--- START ---

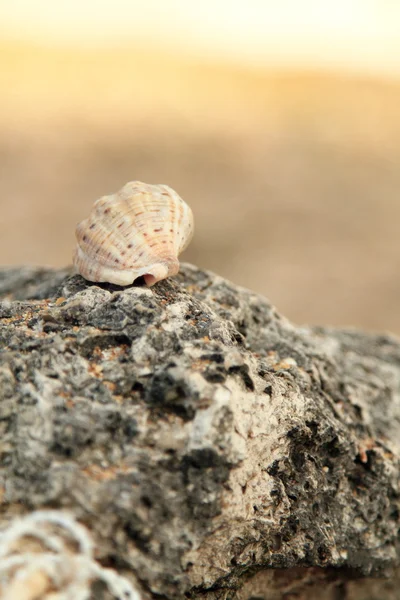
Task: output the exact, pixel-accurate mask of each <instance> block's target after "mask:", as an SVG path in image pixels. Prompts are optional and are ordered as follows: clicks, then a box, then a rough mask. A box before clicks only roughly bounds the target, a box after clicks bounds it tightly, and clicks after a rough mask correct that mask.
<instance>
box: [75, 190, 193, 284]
mask: <svg viewBox="0 0 400 600" xmlns="http://www.w3.org/2000/svg"><path fill="white" fill-rule="evenodd" d="M193 230H194V223H193V213H192V211H191V209H190V208H189V206H188V205H187V204H186V203H185V202H184V201H183V200H182V198H180V197H179V196H178V194H177V193H176V192H174V190H172V189H171V188H170V187H168V186H167V185H149V184H147V183H142V182H141V181H130V182H129V183H127V184H126V185H125V186H124V187H123V188H122V189H121V190H119V192H116V193H115V194H111V195H110V196H103V197H102V198H99V199H98V200H96V202H95V203H94V206H93V208H92V211H91V213H90V215H89V217H88V218H87V219H84V220H83V221H82V222H81V223H79V225H78V226H77V228H76V232H75V233H76V238H77V241H78V244H77V247H76V250H75V254H74V266H75V268H76V269H77V271H78V273H80V274H81V275H82V276H83V277H85V279H88V280H89V281H107V282H108V283H115V284H117V285H129V284H131V283H133V282H134V281H135V279H137V278H138V277H141V276H144V280H145V282H146V284H147V285H148V286H151V285H154V284H155V283H157V281H161V280H162V279H165V278H166V277H169V276H171V275H176V274H177V273H178V271H179V261H178V255H179V254H180V253H181V252H182V251H183V250H184V249H185V248H186V246H187V245H188V244H189V242H190V240H191V238H192V235H193Z"/></svg>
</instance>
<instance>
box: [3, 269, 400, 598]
mask: <svg viewBox="0 0 400 600" xmlns="http://www.w3.org/2000/svg"><path fill="white" fill-rule="evenodd" d="M0 293H1V298H2V300H1V302H0V498H1V503H2V504H1V506H2V512H1V522H2V524H3V525H5V524H6V523H7V522H8V521H9V520H10V518H12V517H13V516H14V515H16V514H19V513H21V512H27V511H32V510H35V509H38V508H42V507H51V508H67V509H69V510H70V511H72V512H73V513H74V515H75V516H76V517H78V518H79V519H80V520H81V521H82V522H83V523H84V524H85V525H87V526H88V527H89V528H90V529H91V531H92V533H93V536H94V538H95V541H96V543H97V544H98V554H99V558H100V559H101V560H102V561H103V562H104V564H105V565H108V564H109V565H113V566H114V568H116V569H117V570H120V571H121V572H123V573H124V575H127V576H129V573H133V574H134V575H135V577H136V578H137V579H138V580H139V581H140V582H141V584H142V587H143V595H144V597H145V598H166V599H177V598H182V599H183V598H185V597H186V598H207V600H213V599H215V600H216V599H228V598H230V599H232V600H234V599H237V600H244V599H247V600H250V599H251V598H252V599H253V600H255V599H256V598H257V600H259V599H260V600H261V599H263V598H265V599H267V598H281V597H282V598H283V597H285V598H288V597H289V596H288V595H287V593H288V591H287V590H288V589H289V588H290V589H293V590H295V592H293V593H296V594H297V595H296V596H295V597H296V598H308V597H314V596H312V594H313V593H314V590H315V589H316V586H317V588H318V585H320V588H319V592H318V593H319V594H320V595H319V596H318V594H317V592H315V593H316V594H317V595H316V596H315V597H318V598H321V599H322V598H326V599H327V600H328V599H331V598H332V600H334V599H335V600H337V598H339V597H341V596H340V595H338V593H339V592H340V589H345V588H346V589H347V587H348V588H349V589H350V588H351V589H352V590H353V591H352V594H353V595H352V596H349V598H350V597H351V598H363V599H364V598H368V596H366V595H365V593H366V592H365V587H364V588H363V591H360V592H357V590H356V591H354V589H355V588H354V586H355V585H356V584H355V583H354V582H350V579H352V578H353V576H354V577H360V576H362V577H366V576H367V575H370V574H374V575H379V574H383V573H386V572H387V569H389V568H392V567H396V566H397V565H398V564H399V554H400V553H399V539H400V538H399V528H400V486H399V457H400V343H399V341H398V340H397V339H396V338H394V337H390V336H379V335H377V336H373V335H367V334H363V333H360V332H356V331H354V332H352V331H335V330H329V329H324V328H308V327H295V326H293V325H292V324H290V323H289V322H288V321H287V320H286V319H285V318H284V317H282V316H281V315H279V313H278V312H277V311H276V309H275V308H274V307H273V306H272V305H271V304H270V303H269V302H268V301H267V300H266V299H264V298H262V297H260V296H258V295H257V294H254V293H252V292H250V291H248V290H244V289H241V288H238V287H237V286H235V285H233V284H231V283H229V282H227V281H225V280H223V279H222V278H220V277H218V276H216V275H213V274H211V273H207V272H204V271H201V270H199V269H197V268H195V267H192V266H190V265H183V266H182V269H181V272H180V274H179V275H178V276H177V277H175V278H173V279H170V280H166V281H163V282H161V283H159V284H157V285H156V286H154V287H153V288H150V289H148V288H146V287H144V286H142V285H135V286H130V287H128V288H119V287H117V286H112V285H107V284H97V285H96V284H91V283H88V282H85V281H84V280H83V279H82V278H81V277H80V276H76V275H75V276H70V274H69V273H68V271H67V270H66V271H63V272H53V271H49V270H45V269H33V268H25V269H8V270H7V269H5V270H3V271H2V272H0ZM310 567H313V570H311V571H310V570H309V568H310ZM332 567H334V568H335V569H332ZM271 568H274V570H271ZM282 573H283V574H282ZM285 573H286V579H285ZM310 573H314V574H315V576H314V579H312V580H311V579H310V577H309V575H310ZM350 574H352V575H350ZM288 582H290V586H292V587H290V586H289V588H288V585H289V583H288ZM327 582H330V583H329V585H328V583H327ZM377 585H378V584H377ZM382 585H385V586H386V588H385V589H386V590H388V589H389V587H390V586H389V587H388V584H387V582H386V583H385V584H382ZM340 586H341V587H340ZM351 586H353V587H351ZM338 589H339V592H338V591H337V590H338ZM371 589H372V588H371ZM382 589H383V588H382ZM285 590H286V591H285ZM359 590H362V586H360V587H359ZM317 591H318V589H317ZM357 593H359V595H358V596H357ZM385 593H386V592H385ZM390 593H392V592H390V590H389V591H388V592H387V595H386V596H383V597H384V598H386V597H387V598H393V599H394V598H395V596H394V595H393V596H390ZM393 593H395V590H394V591H393ZM284 594H286V595H284ZM302 594H303V595H302ZM329 594H330V595H329ZM335 594H336V596H335ZM354 594H355V595H354ZM361 594H364V595H361ZM293 597H294V596H293ZM343 597H346V596H343Z"/></svg>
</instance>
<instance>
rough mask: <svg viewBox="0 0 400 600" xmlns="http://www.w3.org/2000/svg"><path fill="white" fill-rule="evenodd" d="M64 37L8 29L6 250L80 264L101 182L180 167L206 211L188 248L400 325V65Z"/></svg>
mask: <svg viewBox="0 0 400 600" xmlns="http://www.w3.org/2000/svg"><path fill="white" fill-rule="evenodd" d="M17 4H18V3H17ZM51 44H52V45H51ZM51 44H50V43H47V46H46V45H43V44H42V45H38V44H37V40H36V41H35V40H29V41H26V40H25V41H18V42H17V41H15V40H14V41H10V40H7V41H3V42H2V43H1V44H0V89H1V100H0V207H1V211H0V214H1V217H0V261H1V263H2V264H14V265H16V264H23V263H29V264H32V263H33V264H47V265H52V266H61V265H64V264H67V263H68V262H69V261H70V256H71V251H72V247H73V245H74V239H73V231H74V227H75V224H76V222H77V221H79V220H80V219H81V218H83V217H85V216H86V215H87V214H88V211H89V209H90V206H91V203H92V202H93V200H94V199H95V198H97V197H98V196H100V195H102V194H105V193H109V192H113V191H116V190H117V189H118V188H119V187H120V186H122V185H123V184H124V183H125V182H126V181H128V180H131V179H141V180H144V181H147V182H151V183H167V184H169V185H171V186H172V187H174V188H175V189H176V190H177V191H178V193H180V194H181V195H182V197H183V198H184V199H185V200H187V202H188V203H189V204H190V205H191V206H192V207H193V209H194V213H195V217H196V235H195V238H194V241H193V243H192V245H191V246H190V248H189V250H188V251H187V253H186V254H185V258H186V260H188V261H191V262H193V263H195V264H198V265H199V266H201V267H205V268H209V269H212V270H214V271H216V272H218V273H220V274H221V275H223V276H225V277H227V278H229V279H231V280H233V281H235V282H237V283H239V284H242V285H245V286H247V287H250V288H253V289H255V290H257V291H259V292H262V293H263V294H266V295H267V296H268V297H269V298H270V299H271V300H272V301H273V302H274V303H275V304H276V305H277V306H278V308H279V309H280V310H281V311H282V312H283V313H285V314H286V315H287V316H288V317H290V318H291V319H293V320H295V321H297V322H311V323H325V324H335V325H345V326H353V325H354V326H360V327H365V328H369V329H379V330H391V331H394V332H397V333H400V310H399V299H400V281H399V276H398V273H399V264H400V236H399V223H400V169H399V162H400V84H399V83H398V82H397V80H396V77H395V76H396V69H394V70H393V72H391V73H390V75H391V77H390V78H387V79H384V78H383V77H380V76H379V68H378V67H377V66H376V65H375V67H376V68H375V67H374V74H373V75H368V74H367V72H366V71H368V69H366V68H365V67H366V66H367V67H368V63H366V64H364V66H363V68H360V70H359V71H360V73H359V74H358V75H357V74H355V73H354V69H352V70H351V71H348V72H347V73H346V72H345V70H343V69H336V73H334V72H332V71H329V70H327V69H325V68H323V67H321V65H318V69H317V67H316V66H315V65H314V67H313V71H310V69H307V70H305V68H302V69H299V66H298V65H297V68H296V70H294V69H289V70H288V69H287V68H286V69H282V67H280V68H279V69H278V70H276V69H275V70H274V69H272V68H271V65H269V66H266V65H265V64H263V65H258V66H257V67H255V66H254V64H253V65H250V64H249V66H248V67H246V66H245V64H244V63H243V65H241V66H239V65H238V64H235V60H236V59H235V60H232V61H231V63H230V64H229V63H225V66H224V64H223V61H222V58H221V57H220V58H219V59H216V58H215V59H213V60H212V61H211V59H210V57H209V56H207V57H206V58H207V59H204V60H200V59H199V58H190V57H189V56H188V57H186V53H183V52H178V51H177V50H176V49H175V50H174V49H169V50H168V52H166V51H165V49H164V50H163V48H162V47H154V45H153V44H147V45H146V44H141V45H136V46H132V45H130V46H129V48H125V49H123V48H114V49H113V48H111V47H103V48H97V49H96V50H94V49H93V48H90V47H89V46H90V45H89V46H88V45H86V47H82V46H81V47H78V46H77V45H75V46H74V45H72V44H69V47H68V48H67V46H65V47H63V46H62V45H60V44H59V45H55V44H54V43H53V42H51ZM369 51H370V48H369ZM399 56H400V55H399ZM394 58H395V57H394V56H393V53H391V55H390V60H391V62H392V63H393V64H394V65H395V63H396V61H395V60H394ZM371 60H372V59H371ZM372 62H373V61H372ZM372 62H371V64H372ZM236 63H237V61H236ZM399 65H400V62H399ZM378 66H379V65H378ZM383 70H384V69H383ZM399 71H400V69H399ZM386 75H387V74H386ZM386 75H385V76H386Z"/></svg>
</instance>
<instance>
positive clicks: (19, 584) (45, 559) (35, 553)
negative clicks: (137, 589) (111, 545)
mask: <svg viewBox="0 0 400 600" xmlns="http://www.w3.org/2000/svg"><path fill="white" fill-rule="evenodd" d="M95 580H102V581H104V582H105V583H106V585H107V586H108V589H109V591H110V592H111V594H113V596H114V598H116V599H117V600H140V595H139V593H138V592H137V591H136V590H135V589H134V587H133V586H132V584H131V583H130V582H129V581H128V580H127V579H126V578H124V577H121V576H120V575H118V574H117V573H116V572H115V571H113V570H112V569H105V568H104V567H102V566H101V565H100V564H99V563H97V562H96V561H95V560H94V557H93V543H92V540H91V538H90V535H89V532H88V531H87V530H86V529H85V527H83V526H82V525H80V524H79V523H78V522H77V521H76V520H75V519H74V518H73V517H71V516H70V515H68V514H66V513H64V512H61V511H50V510H44V511H35V512H33V513H31V514H29V515H26V516H24V517H23V518H20V519H16V520H14V521H13V522H12V523H11V525H10V526H9V527H8V528H7V529H6V530H5V531H3V532H1V536H0V597H1V598H2V599H3V600H39V599H41V600H88V599H89V597H90V586H91V584H92V582H93V581H95Z"/></svg>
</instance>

--- END ---

**WORK REQUEST**
Copy each line of the data that contains the word "clicks".

**EXPECTED OUTPUT**
Task: output the exact, pixel-accurate mask of each <instance> block's target after "mask:", as an SVG path in image pixels. Prompts are optional and are ordered as follows: clicks, then a box, then a rough mask. A box before clicks only roughly bounds the target, a box after clicks bounds it tightly, and clicks after a rough mask correct that mask.
positive clicks: (19, 584) (45, 559) (35, 553)
negative clicks: (137, 589) (111, 545)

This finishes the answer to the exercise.